— START SUPPLIED INFORMATION —

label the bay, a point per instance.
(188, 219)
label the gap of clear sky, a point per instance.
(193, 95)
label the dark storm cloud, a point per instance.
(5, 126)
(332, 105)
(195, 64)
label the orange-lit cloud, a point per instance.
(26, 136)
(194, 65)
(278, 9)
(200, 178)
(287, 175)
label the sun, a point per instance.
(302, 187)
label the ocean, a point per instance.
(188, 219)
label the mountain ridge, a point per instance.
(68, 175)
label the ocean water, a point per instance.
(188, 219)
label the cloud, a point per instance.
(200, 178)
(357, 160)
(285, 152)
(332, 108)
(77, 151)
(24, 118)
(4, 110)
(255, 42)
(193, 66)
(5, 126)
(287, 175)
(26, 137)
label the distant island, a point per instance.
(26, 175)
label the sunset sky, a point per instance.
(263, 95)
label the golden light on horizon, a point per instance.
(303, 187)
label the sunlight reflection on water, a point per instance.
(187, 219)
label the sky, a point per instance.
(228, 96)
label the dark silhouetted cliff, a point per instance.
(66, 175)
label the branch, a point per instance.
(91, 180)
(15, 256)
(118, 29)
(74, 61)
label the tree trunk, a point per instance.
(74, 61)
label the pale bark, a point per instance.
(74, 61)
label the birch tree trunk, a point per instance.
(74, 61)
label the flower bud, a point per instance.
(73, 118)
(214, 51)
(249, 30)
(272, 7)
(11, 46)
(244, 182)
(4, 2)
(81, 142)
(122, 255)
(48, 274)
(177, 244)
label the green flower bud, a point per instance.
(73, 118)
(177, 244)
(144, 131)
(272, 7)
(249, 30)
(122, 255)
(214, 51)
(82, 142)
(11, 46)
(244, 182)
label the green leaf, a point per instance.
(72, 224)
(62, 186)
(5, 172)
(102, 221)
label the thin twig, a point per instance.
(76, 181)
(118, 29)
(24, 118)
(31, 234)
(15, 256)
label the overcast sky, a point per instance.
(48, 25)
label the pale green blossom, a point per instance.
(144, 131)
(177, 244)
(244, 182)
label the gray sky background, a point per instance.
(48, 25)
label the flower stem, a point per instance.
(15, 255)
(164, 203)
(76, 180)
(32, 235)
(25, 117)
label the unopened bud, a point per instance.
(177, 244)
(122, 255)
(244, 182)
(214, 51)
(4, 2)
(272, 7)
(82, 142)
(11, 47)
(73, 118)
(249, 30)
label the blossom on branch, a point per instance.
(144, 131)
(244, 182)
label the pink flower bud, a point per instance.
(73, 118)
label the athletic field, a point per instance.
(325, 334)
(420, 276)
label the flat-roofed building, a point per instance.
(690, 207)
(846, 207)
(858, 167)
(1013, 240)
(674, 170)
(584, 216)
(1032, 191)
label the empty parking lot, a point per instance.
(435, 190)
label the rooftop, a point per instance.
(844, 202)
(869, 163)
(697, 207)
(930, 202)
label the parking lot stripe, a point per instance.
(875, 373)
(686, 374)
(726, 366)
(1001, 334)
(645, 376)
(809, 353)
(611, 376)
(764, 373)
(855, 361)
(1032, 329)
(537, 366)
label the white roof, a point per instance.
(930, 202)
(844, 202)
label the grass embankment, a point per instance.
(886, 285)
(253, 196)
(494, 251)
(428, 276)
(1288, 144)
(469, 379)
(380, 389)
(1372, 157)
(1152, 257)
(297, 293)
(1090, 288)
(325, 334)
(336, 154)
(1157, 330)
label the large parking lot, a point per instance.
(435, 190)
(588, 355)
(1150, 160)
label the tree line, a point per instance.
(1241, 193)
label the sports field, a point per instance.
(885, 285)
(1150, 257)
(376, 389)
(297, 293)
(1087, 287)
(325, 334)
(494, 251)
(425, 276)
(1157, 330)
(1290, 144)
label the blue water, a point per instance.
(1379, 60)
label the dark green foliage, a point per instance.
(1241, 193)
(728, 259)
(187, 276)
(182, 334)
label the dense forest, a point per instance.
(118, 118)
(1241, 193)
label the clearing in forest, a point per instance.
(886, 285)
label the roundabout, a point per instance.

— END SUPPLIED INFORMATION —

TASK PROMPT: Return every entry exactly as given.

ANSWER BELOW:
label the bay, a point per instance.
(188, 219)
label the gap of clear sky, a point per instance.
(193, 95)
label the dark storm cloud, a point per instance.
(5, 126)
(332, 105)
(195, 64)
label the orange-lit cloud, a point per instance.
(26, 136)
(194, 65)
(278, 9)
(200, 178)
(287, 175)
label the sun, a point per instance.
(302, 187)
label the ocean, a point per instance.
(188, 219)
label the mountain ridge, a point per instance.
(68, 175)
label the ocean water, a point per instance.
(188, 219)
label the cloud, a point per instance.
(200, 178)
(357, 160)
(285, 152)
(332, 108)
(77, 151)
(24, 118)
(4, 110)
(255, 42)
(193, 66)
(5, 126)
(287, 175)
(26, 137)
label the distant island, a point per instance.
(26, 175)
label the sunset sky, a point per instance.
(263, 95)
label the golden light on horizon, a point per instance.
(303, 187)
label the sunlight reflection on water, a point per instance.
(187, 219)
label the sky, a point per instance.
(228, 96)
label the dark silhouetted cliff, a point per instance.
(66, 175)
label the branch, a point per instance.
(91, 180)
(15, 256)
(118, 29)
(74, 61)
label the tree trunk, a point per instance.
(74, 61)
label the pale bark, a point per instance.
(74, 61)
label the birch tree trunk, a point per instance.
(74, 61)
label the flower bud, a point per instance.
(73, 118)
(214, 51)
(249, 30)
(272, 7)
(11, 46)
(244, 182)
(4, 2)
(81, 142)
(122, 255)
(48, 274)
(177, 244)
label the green flower bud, a point per instance.
(73, 118)
(177, 244)
(144, 131)
(272, 7)
(249, 30)
(122, 255)
(214, 51)
(82, 142)
(11, 46)
(244, 182)
label the green leaf, a point per instance.
(72, 224)
(62, 186)
(5, 172)
(102, 221)
label the thin twig, a point per instance.
(76, 181)
(118, 29)
(24, 118)
(31, 234)
(15, 256)
label the overcast sky, a point per instance.
(48, 25)
label the pale green blossom, a point per instance.
(144, 131)
(177, 244)
(244, 182)
label the gray sky background, a point per instance.
(48, 25)
label the flower stem, a point per instance.
(15, 255)
(164, 203)
(76, 180)
(32, 235)
(25, 117)
label the unopened bud, a point per instance.
(177, 244)
(122, 255)
(244, 182)
(214, 51)
(4, 2)
(272, 7)
(82, 142)
(11, 47)
(73, 118)
(249, 30)
label the blossom on branch, a point per instance.
(144, 131)
(244, 182)
label the pink flower bud, a point per instance.
(73, 118)
label the athletic field, a point per instance.
(325, 334)
(420, 276)
label the flat-roofed building, a point per instance.
(690, 207)
(846, 207)
(858, 167)
(1013, 240)
(674, 170)
(584, 216)
(1032, 191)
label the empty parking lot, a point per instance.
(435, 190)
label the rooftop, a point per instance.
(844, 202)
(869, 163)
(697, 207)
(930, 202)
label the parking lot stripe, a point per instance.
(875, 373)
(686, 374)
(726, 366)
(1001, 334)
(645, 376)
(809, 353)
(611, 376)
(764, 373)
(855, 361)
(1032, 329)
(537, 366)
label the white roof, a point per instance.
(930, 202)
(844, 202)
label the grass embankment, a point per instance.
(886, 285)
(253, 196)
(494, 251)
(428, 276)
(1288, 144)
(469, 379)
(380, 389)
(1372, 157)
(1152, 257)
(297, 293)
(1090, 288)
(325, 334)
(336, 154)
(1157, 330)
label the large parking lot, a point per instance.
(435, 190)
(588, 355)
(1150, 160)
label the tree line, a point per instance.
(1241, 193)
label the sports field, a point per instance.
(885, 285)
(1150, 257)
(376, 389)
(297, 293)
(1087, 287)
(325, 334)
(494, 251)
(425, 276)
(1157, 330)
(1290, 144)
label the blue water, a point per instance.
(1379, 60)
label the dark green foliage, a point per instance.
(1241, 193)
(728, 259)
(187, 276)
(182, 334)
label the dense forest, a point per instance.
(118, 118)
(1241, 193)
label the clearing in forest, a point per instance.
(886, 285)
label the roundabout, a point per instance.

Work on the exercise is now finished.